Native Title Party contentions on the NTPCs

  1. The native title party makes a number of contentions in relation to the NTPCs in that they are not fully effective as they do not ‘respect or apply … protocols and cultural laws’ under traditional law and customs, that these ‘cultural protocols, prohibitions and sanctions … transcend the physical impact’ of the proposed activities and that the NTPCs do not require the grantee party be accompanied on the land (NTP contentions [28]-[29]; NTP reply contentions [12]). They also contend the NTPCs are administratively defective as there is not a regime of auditing their proper compliance (NTP contentions [30]).  I note that similar submissions look to have been considered by the Tribunal in Michael Ross v Lithium Australia NL at [76]-[78], [101]-[102] and Michael Ross v Gamboola Resources Pty Ltd at [81]-[83], [107]-[109].

  2. On the first issue and as discussed in Michael Ross v Gamboola Resources Pty Ltd at [84], I consider the task of the Tribunal is to evaluate the risk of interference, that is, to identify and evaluate possible sources of interference and to determine whether there is a real risk of interference in the circumstances put forward by the parties in their evidence. As such, the issues put forward by the native title party in relation to cultural protocols, customs and laws are an integral component of the evaluation of the risk of interference, as is the relevant State protection regime.

::::

• _PROBLEM REQUIREMENTS_
Extend the passage on the native title party's contentions about the NTPCs, beginning after its final sentence. The data that follows is separate material, unrelated to the passage on the native title party's contentions.

::::

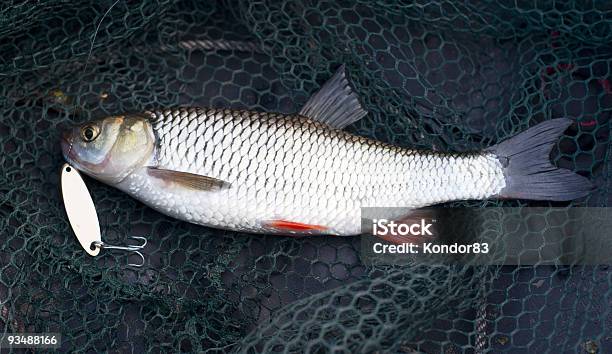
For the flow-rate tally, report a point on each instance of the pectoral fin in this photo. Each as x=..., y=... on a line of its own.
x=188, y=180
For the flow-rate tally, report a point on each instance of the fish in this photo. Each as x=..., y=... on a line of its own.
x=302, y=173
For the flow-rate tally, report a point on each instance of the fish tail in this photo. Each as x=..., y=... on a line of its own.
x=528, y=171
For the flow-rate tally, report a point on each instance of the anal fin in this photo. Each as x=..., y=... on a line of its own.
x=292, y=226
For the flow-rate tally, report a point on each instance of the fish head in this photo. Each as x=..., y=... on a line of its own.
x=111, y=148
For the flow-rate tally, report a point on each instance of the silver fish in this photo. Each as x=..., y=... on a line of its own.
x=301, y=174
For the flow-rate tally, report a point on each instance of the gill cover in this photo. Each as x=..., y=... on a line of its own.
x=111, y=148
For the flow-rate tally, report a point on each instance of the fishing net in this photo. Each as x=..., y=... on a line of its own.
x=441, y=75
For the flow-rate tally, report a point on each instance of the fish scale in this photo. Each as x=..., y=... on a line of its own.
x=324, y=177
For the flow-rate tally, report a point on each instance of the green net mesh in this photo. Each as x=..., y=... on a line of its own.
x=431, y=74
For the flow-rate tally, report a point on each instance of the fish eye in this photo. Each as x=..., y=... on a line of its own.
x=90, y=133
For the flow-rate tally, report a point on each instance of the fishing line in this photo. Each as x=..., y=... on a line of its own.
x=93, y=41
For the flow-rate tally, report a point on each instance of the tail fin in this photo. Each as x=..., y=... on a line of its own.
x=527, y=168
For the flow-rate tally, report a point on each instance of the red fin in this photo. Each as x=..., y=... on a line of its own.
x=293, y=226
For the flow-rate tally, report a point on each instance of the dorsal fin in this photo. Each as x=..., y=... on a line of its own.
x=335, y=104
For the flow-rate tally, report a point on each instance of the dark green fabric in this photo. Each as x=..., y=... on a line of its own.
x=432, y=74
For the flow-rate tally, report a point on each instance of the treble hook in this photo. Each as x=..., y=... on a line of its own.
x=131, y=248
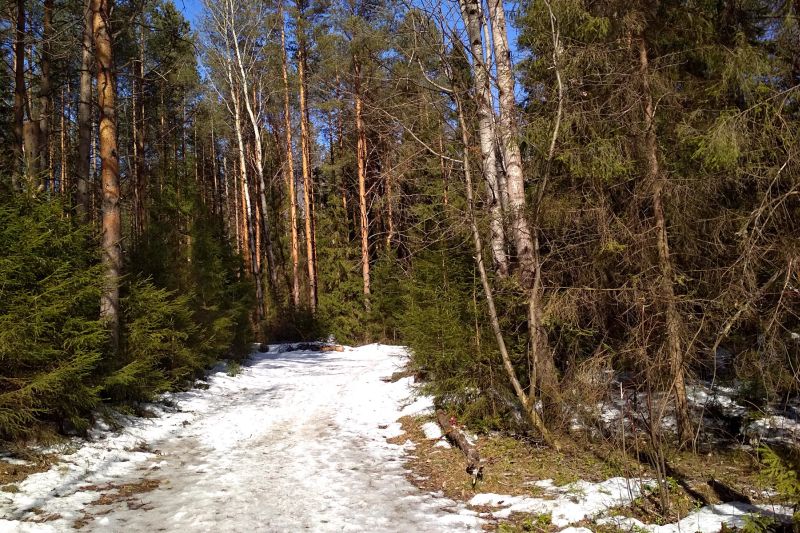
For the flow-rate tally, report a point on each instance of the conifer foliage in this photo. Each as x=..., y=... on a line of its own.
x=611, y=195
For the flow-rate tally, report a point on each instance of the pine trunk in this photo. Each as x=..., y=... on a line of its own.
x=673, y=320
x=19, y=92
x=109, y=170
x=308, y=190
x=290, y=180
x=139, y=182
x=85, y=119
x=361, y=156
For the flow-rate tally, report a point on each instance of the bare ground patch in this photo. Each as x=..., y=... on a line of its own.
x=513, y=465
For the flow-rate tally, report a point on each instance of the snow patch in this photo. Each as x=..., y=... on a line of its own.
x=296, y=441
x=432, y=430
x=707, y=519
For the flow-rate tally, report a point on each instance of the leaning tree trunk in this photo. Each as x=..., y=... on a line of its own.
x=109, y=170
x=473, y=21
x=361, y=157
x=290, y=181
x=85, y=117
x=543, y=369
x=673, y=321
x=528, y=401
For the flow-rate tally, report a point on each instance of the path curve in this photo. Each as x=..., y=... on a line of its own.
x=296, y=442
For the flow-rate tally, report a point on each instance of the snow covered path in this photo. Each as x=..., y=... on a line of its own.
x=296, y=442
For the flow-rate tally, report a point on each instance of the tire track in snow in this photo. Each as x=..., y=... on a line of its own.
x=292, y=444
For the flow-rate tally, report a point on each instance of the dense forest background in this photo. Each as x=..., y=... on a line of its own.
x=614, y=199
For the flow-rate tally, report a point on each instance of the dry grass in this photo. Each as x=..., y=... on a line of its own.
x=513, y=465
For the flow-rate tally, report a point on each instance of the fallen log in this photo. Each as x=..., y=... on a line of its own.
x=306, y=347
x=397, y=376
x=457, y=437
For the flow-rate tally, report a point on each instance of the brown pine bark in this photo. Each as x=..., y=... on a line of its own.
x=109, y=170
x=290, y=180
x=361, y=157
x=308, y=188
x=46, y=92
x=139, y=179
x=473, y=21
x=247, y=94
x=673, y=320
x=64, y=185
x=528, y=401
x=19, y=91
x=85, y=119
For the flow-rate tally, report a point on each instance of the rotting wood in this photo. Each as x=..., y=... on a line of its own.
x=457, y=437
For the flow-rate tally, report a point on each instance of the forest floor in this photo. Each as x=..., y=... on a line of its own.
x=318, y=441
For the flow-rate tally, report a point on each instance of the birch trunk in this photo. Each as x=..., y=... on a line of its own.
x=139, y=182
x=257, y=141
x=473, y=21
x=109, y=170
x=247, y=214
x=528, y=401
x=19, y=92
x=308, y=187
x=290, y=181
x=543, y=371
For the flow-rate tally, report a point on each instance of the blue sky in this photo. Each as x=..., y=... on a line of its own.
x=191, y=8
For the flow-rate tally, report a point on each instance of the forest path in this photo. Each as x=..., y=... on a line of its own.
x=296, y=441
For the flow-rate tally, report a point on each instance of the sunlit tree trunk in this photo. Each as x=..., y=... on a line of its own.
x=361, y=158
x=139, y=180
x=673, y=320
x=19, y=92
x=111, y=223
x=46, y=93
x=308, y=186
x=290, y=179
x=83, y=165
x=473, y=21
x=525, y=238
x=528, y=400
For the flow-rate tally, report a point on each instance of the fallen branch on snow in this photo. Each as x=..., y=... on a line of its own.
x=457, y=437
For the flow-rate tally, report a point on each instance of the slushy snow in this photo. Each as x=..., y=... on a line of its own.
x=296, y=442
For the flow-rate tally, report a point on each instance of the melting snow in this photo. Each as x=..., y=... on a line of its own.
x=297, y=441
x=568, y=504
x=709, y=518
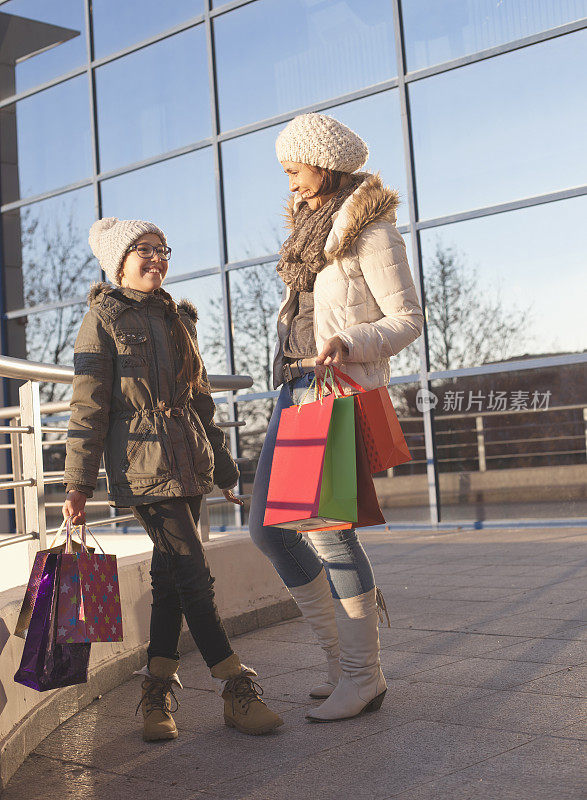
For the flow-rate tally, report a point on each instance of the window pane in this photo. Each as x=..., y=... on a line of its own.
x=166, y=100
x=502, y=129
x=436, y=32
x=133, y=21
x=254, y=202
x=299, y=53
x=253, y=199
x=179, y=196
x=40, y=41
x=255, y=296
x=206, y=294
x=45, y=141
x=50, y=337
x=506, y=286
x=377, y=120
x=506, y=448
x=47, y=258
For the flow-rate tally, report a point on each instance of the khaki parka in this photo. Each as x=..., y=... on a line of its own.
x=129, y=404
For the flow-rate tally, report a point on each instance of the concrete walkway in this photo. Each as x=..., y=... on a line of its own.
x=483, y=662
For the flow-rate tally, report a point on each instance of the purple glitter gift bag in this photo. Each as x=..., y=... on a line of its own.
x=46, y=664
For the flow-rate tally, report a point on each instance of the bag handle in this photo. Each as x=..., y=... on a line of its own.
x=86, y=529
x=347, y=379
x=70, y=528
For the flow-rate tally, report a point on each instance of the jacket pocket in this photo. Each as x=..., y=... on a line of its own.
x=132, y=366
x=202, y=451
x=145, y=454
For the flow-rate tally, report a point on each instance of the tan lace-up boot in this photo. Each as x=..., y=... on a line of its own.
x=243, y=707
x=158, y=699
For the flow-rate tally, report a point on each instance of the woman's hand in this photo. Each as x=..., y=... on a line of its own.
x=74, y=507
x=231, y=497
x=332, y=355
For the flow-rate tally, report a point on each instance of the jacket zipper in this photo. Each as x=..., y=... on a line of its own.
x=172, y=461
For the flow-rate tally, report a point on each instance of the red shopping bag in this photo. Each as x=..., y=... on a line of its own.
x=89, y=607
x=369, y=510
x=382, y=433
x=308, y=473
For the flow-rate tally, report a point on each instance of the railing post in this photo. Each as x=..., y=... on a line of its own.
x=32, y=462
x=480, y=443
x=16, y=456
x=204, y=522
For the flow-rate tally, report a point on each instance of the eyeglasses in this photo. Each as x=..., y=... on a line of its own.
x=148, y=251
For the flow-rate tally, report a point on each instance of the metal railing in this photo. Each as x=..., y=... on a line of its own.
x=478, y=439
x=28, y=478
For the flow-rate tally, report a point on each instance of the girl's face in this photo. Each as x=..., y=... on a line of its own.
x=302, y=179
x=144, y=274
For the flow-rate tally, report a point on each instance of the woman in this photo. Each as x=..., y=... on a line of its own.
x=350, y=302
x=141, y=395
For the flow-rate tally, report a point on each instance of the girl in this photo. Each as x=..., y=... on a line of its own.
x=141, y=396
x=350, y=302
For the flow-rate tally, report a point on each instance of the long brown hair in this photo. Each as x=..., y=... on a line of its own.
x=192, y=367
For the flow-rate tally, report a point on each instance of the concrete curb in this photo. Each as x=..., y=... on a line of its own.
x=63, y=704
x=249, y=595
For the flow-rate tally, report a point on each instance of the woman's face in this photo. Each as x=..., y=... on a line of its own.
x=144, y=274
x=302, y=179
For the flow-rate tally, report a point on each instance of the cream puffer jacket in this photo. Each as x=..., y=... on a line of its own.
x=365, y=294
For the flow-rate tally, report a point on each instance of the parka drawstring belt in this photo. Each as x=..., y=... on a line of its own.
x=163, y=408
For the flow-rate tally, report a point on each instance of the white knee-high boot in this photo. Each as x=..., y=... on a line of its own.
x=361, y=686
x=315, y=601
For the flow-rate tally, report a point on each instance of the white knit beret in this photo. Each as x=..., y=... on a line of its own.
x=321, y=141
x=110, y=238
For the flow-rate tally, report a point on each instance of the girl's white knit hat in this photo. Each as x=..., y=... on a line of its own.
x=321, y=141
x=110, y=238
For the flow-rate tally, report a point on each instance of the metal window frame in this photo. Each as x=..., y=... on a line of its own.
x=400, y=82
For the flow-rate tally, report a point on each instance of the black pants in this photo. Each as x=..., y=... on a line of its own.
x=181, y=581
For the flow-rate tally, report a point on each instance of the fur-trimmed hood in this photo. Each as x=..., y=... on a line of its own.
x=370, y=201
x=117, y=293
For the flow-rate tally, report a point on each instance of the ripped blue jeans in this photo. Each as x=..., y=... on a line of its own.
x=297, y=560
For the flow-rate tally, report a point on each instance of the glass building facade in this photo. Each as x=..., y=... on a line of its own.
x=474, y=110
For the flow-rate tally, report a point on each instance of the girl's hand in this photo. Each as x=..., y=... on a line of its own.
x=231, y=497
x=74, y=507
x=332, y=355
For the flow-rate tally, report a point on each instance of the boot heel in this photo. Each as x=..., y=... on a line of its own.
x=375, y=704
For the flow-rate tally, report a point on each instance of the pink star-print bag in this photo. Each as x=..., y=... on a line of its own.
x=88, y=608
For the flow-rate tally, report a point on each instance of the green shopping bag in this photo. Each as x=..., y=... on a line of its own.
x=338, y=490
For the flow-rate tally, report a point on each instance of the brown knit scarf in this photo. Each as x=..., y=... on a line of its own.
x=302, y=254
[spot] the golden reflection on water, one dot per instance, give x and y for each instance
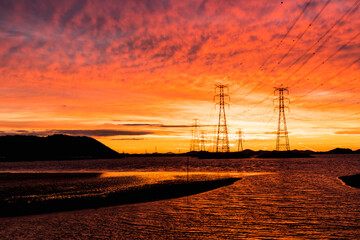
(175, 174)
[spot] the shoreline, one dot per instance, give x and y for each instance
(10, 206)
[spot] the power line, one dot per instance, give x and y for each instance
(327, 59)
(277, 46)
(349, 12)
(327, 80)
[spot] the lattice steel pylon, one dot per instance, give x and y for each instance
(202, 141)
(240, 140)
(222, 140)
(282, 139)
(194, 145)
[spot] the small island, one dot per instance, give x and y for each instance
(55, 147)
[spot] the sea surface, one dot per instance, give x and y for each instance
(275, 199)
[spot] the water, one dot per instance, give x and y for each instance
(276, 199)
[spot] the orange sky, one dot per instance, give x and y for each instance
(134, 74)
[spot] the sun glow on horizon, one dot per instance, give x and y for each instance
(134, 74)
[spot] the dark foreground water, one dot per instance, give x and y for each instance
(276, 199)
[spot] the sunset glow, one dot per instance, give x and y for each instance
(134, 74)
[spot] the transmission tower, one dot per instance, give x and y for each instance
(222, 140)
(194, 146)
(282, 139)
(240, 140)
(202, 141)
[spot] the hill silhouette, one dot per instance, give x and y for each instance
(54, 147)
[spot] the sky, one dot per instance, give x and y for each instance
(135, 74)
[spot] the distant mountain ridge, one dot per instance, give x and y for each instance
(54, 147)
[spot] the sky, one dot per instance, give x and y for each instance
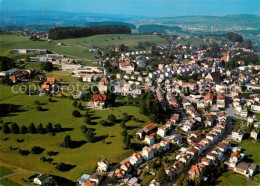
(148, 8)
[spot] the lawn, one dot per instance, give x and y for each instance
(109, 139)
(9, 42)
(114, 39)
(196, 41)
(252, 149)
(147, 179)
(232, 178)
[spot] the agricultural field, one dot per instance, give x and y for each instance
(232, 178)
(9, 42)
(252, 150)
(196, 41)
(114, 40)
(109, 140)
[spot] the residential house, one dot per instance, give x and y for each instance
(42, 179)
(126, 166)
(162, 131)
(196, 170)
(83, 179)
(165, 145)
(147, 153)
(221, 101)
(237, 135)
(96, 178)
(246, 169)
(254, 134)
(136, 159)
(103, 165)
(99, 100)
(149, 139)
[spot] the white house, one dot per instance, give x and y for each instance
(147, 153)
(96, 178)
(136, 159)
(149, 139)
(162, 131)
(42, 179)
(103, 165)
(237, 135)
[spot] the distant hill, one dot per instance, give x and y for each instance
(218, 21)
(157, 28)
(132, 26)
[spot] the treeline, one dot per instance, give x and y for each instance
(157, 28)
(75, 32)
(233, 37)
(103, 23)
(6, 63)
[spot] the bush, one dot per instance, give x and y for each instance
(52, 153)
(64, 167)
(38, 108)
(76, 113)
(103, 122)
(111, 118)
(24, 152)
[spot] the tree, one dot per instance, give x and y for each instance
(161, 175)
(49, 127)
(32, 129)
(103, 122)
(125, 116)
(6, 128)
(197, 180)
(84, 129)
(48, 66)
(67, 142)
(75, 103)
(37, 150)
(207, 108)
(40, 129)
(24, 129)
(123, 125)
(90, 136)
(76, 113)
(58, 127)
(88, 119)
(112, 118)
(80, 106)
(15, 128)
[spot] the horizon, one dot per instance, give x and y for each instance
(148, 9)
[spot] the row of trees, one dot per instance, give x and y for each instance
(15, 129)
(76, 32)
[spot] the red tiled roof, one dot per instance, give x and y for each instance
(100, 97)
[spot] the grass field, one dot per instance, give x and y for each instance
(252, 150)
(109, 139)
(147, 179)
(114, 39)
(9, 42)
(196, 41)
(231, 178)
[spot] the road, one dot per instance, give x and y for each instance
(111, 173)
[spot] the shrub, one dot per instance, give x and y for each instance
(37, 150)
(76, 113)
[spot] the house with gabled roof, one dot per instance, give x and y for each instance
(147, 153)
(99, 100)
(102, 165)
(149, 139)
(136, 159)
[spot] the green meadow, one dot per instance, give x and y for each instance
(109, 142)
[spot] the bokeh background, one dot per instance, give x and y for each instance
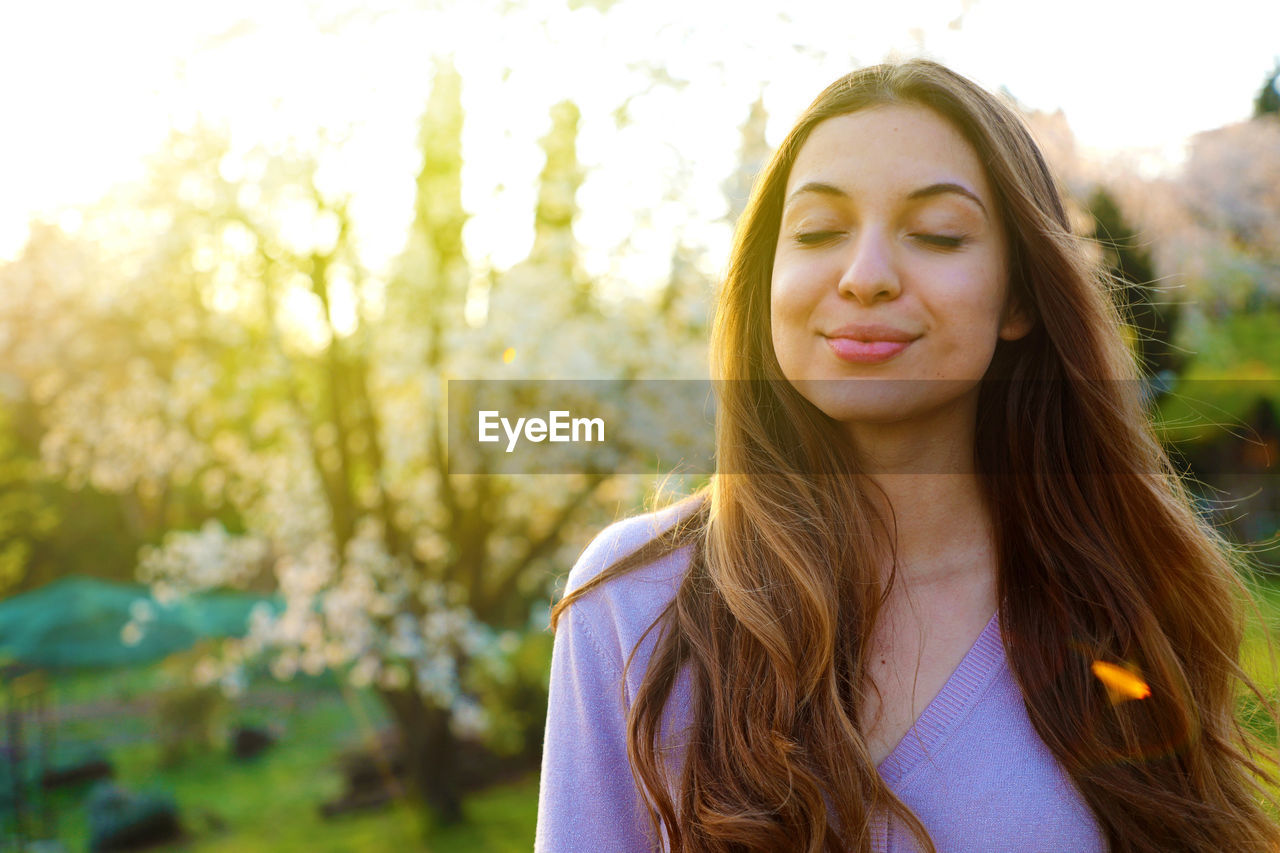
(243, 246)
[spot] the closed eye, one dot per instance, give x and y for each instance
(941, 241)
(814, 237)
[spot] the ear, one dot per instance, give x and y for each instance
(1016, 319)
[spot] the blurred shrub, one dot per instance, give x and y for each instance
(186, 720)
(515, 697)
(119, 820)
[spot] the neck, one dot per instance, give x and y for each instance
(924, 483)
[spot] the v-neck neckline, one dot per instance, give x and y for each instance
(935, 723)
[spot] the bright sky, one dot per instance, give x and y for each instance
(91, 87)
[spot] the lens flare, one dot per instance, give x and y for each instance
(1121, 684)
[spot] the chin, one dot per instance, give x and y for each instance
(886, 401)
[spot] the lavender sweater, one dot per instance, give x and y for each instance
(972, 767)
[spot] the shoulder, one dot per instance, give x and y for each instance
(626, 536)
(617, 614)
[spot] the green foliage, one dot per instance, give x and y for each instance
(187, 719)
(27, 515)
(1152, 320)
(1267, 101)
(1237, 366)
(515, 699)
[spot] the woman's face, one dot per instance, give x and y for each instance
(891, 265)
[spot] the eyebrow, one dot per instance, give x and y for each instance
(915, 195)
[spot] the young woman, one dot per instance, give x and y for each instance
(945, 591)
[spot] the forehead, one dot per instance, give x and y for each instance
(887, 150)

::::

• _IN RESPONSE_
  1. On the submission that the NTPCs are administratively defective, while this contention has been put forward there is insufficient evidence in this matter upon which to properly consider this point.  In doing this however I again point to Michael Ross v Gamboola Resources Pty Ltd where after some consideration based on the evidence placed in that matter, Member McNamara concluded that while a regulatory regime may not prevent all contraventions, this does not render this regime ineffective and each matter needs to be dealt with on its own facts (Michael Ross v Gamboola Resources Pty Ltd [95], [97]). I adopt the Member’s approach to this issue in this determination.

Section 237(a) – Is the grant of the proposed licence likely to interfere with community or social activities?

What community or social activities are undertaken on the proposed licence

  1. The affidavits of Mrs Jacko and Mr Jacko attest to a range of community and social activities that are undertaken by the Juunjuwarra people in and around the area of the proposed licence.  These can be summarised broadly as:

    (a)corroboree and ceremony;

    (b)camping, fishing and hunting; and

    (c)cultural camps.

  2. The native title party contends each of these are likely to be directly interfered with by the grant of the proposed licence and the subsequent exploration activities (NTP contentions [22]).

  3. Regarding corroboree and ceremony, in her affidavit Mrs Jacko sets out that the group holds these and meetings on the side of Mount Webb Wakooka Road, ‘at the salt pan’ ([NJ affidavit 28]).  Mrs Jacko states that corroboree, which are characterised as special meetings and gatherings, are held at least once a year, usually towards the end of the year for a duration of one to two weeks (NJ affidavit [32]).  Mrs Jacko also attests that during corroboree, other groups from around the area are invited to share knowledge, trade, make implements such as spears and discuss what is occurring on their country (NJ Affidavit [33]).  This is echoed by Mr Jacko in his affidavit (MJ affidavit [25]).

  4. Both Mrs Jacko and Mr Jacko also outline the conduct of a ceremony called Bora at a location nearby which they say is an initiation ceremony for boys which they attest remains in practice and is of great significance. They also set out that this is a men’s only place which Mrs Jacko describes as a ‘poison place’, that is, a place where unauthorised visitors will become sick if they visit (NJ affidavit [29]-[31]; MJ affidavit [26]).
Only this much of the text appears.